_Set tasks_.
- 1) Translate this sentence from the weaning account into Spanish: "My husband and I can hardly believe it."
- 2) From the weaning account, reproduce word for word the passage that opens with the words "Surely I have" and closes with "me stellar advice.".
- 3) Write the next part of the account of weaning a two-year-old, starting after its final sentence and keeping the same first-person voice.

_Page excerpt_.

■ ■ ■ ■

Just a week ago my daughter was still breastfeeding. It was her favorite time of the night. The past two nights she has gone to bed without even asking for breast milk. She has slept through the night, soundly, the past  nights for the first time ever. My husband and I can hardly believe it. 
I wish I can say I am jumping for joy. I have very mixed emotions, but overall I am relieved and very proud of her (and myself!). 
It all started about a month ago. She was FRANTIC for “boobies”. I mean, it was all she thought about. Her molars were coming in, so her major comfort was being breastfed. At night we could not even finish a bedtime book before she was clawing at my shirt and trying to rip it off so we could cuddle and I would feed her. She could only fall asleep this way. 
I was so nervous to wean her knowing how much she loved it and also that is has been a major part of our lives the past two years. I have always heard people tell me there will come a point where I am just ready. I realized last week I was ready. Watching her get so frantic made me realize the time had come. A friend of mine shared this bible verse with me and it helped me to recognize the peace that would come for Lillian once I weaned her:  

Surely I have behaved and quieted myself, as a child that is weaned of his mother: my soul is even as a weaned child. Psalm 131:2. 
I read different ways to go about weaning. I went to several different sources, but in the end, developed my own approach that has worked for my daughter and I. I am grateful for an amazing breastfeeding consultant whom gave me stellar advice. 
First thing, I talked to my daughter a lot about what was going to happen. As she is two years old, she is old enough to reason with and talk to. I made simple statements that helped her understand the weaning process so she would be less scared or confused. For a long time I simply pulled away my breast after fifteen minutes and said, “All done, no more boobies.” She would cry and cry! The lactation consultant told me to change my dialogue. She recommended I talk to Lillian before hand about expectations for the feedings. It would go something like this:
“Lillian, I am going to feed you now. You may drink as long as I sing the ABC song. Once the song is over, you are all done. Do you understand?”

■ ■ ■ ■

[Stored data entries]
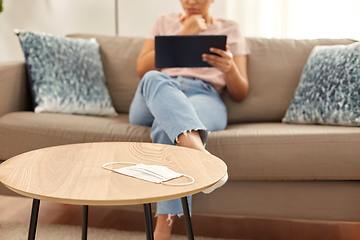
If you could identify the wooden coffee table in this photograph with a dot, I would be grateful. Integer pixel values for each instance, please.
(73, 174)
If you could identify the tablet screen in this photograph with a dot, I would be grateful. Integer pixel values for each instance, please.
(185, 50)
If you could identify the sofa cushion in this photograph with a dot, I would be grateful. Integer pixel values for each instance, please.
(119, 56)
(24, 131)
(264, 151)
(66, 74)
(277, 151)
(329, 89)
(274, 70)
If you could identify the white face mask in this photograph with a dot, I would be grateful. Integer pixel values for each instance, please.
(151, 173)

■ ■ ■ ■

_Results in order_.
- 1) Mi esposo y yo apenas podemos creerlo.

- 2)
Surely I have behaved and quieted myself, as a child that is weaned of his mother: my soul is even as a weaned child. Psalm 131:2. 
I read different ways to go about weaning. I went to several different sources, but in the end, developed my own approach that has worked for my daughter and I. I am grateful for an amazing breastfeeding consultant whom gave me stellar advice.

- 3)
She would usually nod, and I would begin. I could speed up or slow down the song to my liking, but once we were over I reminded her she was all done. She never cried after. It only took her a couple times of feeding like this and she would simply finish right as the song ended on her own terms. I would praise her for listening well and tell her what a big girl she was. She was always proud of herself. 
We also shared our expectations of when feedings would happen. It went like this
“Lillian, from now on we are only going to do boobies when it is dark outside. Tonight when it is dark we can do that. Ok?”
The lactation consultant reminded me that children are visual and rather than say ethereal things they do not understand like, “No feeding until tonight” change it to using terms like dark and light, since they understand that better. 
We did this for about a two weeks, and cut down feedings drastically this way. We were down to only one night feeding when I decided to really be all done. At this point I simply had a talk with Lillian with Brian present. It went something like this:
“Lillian, Mommy and Daddy have something to tell you. We love you VERY much! You are such a big girl now. Starting today, we won’t be doing boobies anymore. Instead we will do other fun things at bedtime. We can read books, and if you get thirsty you can have milk or water! Do you understand?”
She nodded yes, and amazingly, the talk worked. She asked for “boobies” once, I simply said, “Remember what we talked about this morning? No more boobies, honey. Would you like to read a book?”. That was it. She never asked again. It has been two full days and it is like she never nursed. 
So- if you are trying to wean gradually and pain free let me summarize:
1. Set boundaries and communicate them to your child using descriptive words they can grasp. 
2.  Follow through. (Stop feeding when you said you would).
3. Reduce feeding. Keep a log or journal and each day cut a feeding out or reduce time during feeding. 
4. Once you are down to one feeding a day, decide on a “last day”. 
5. Communicate to your child using descriptive words there will be no more nursing. Use lots of praise and reminders how proud you are of her, how big she is, and how brave she is. Get a special milk or water cup for bedtime and come up with alternatives or distractions should she ask for nursing. Give it a night or two and stick with it!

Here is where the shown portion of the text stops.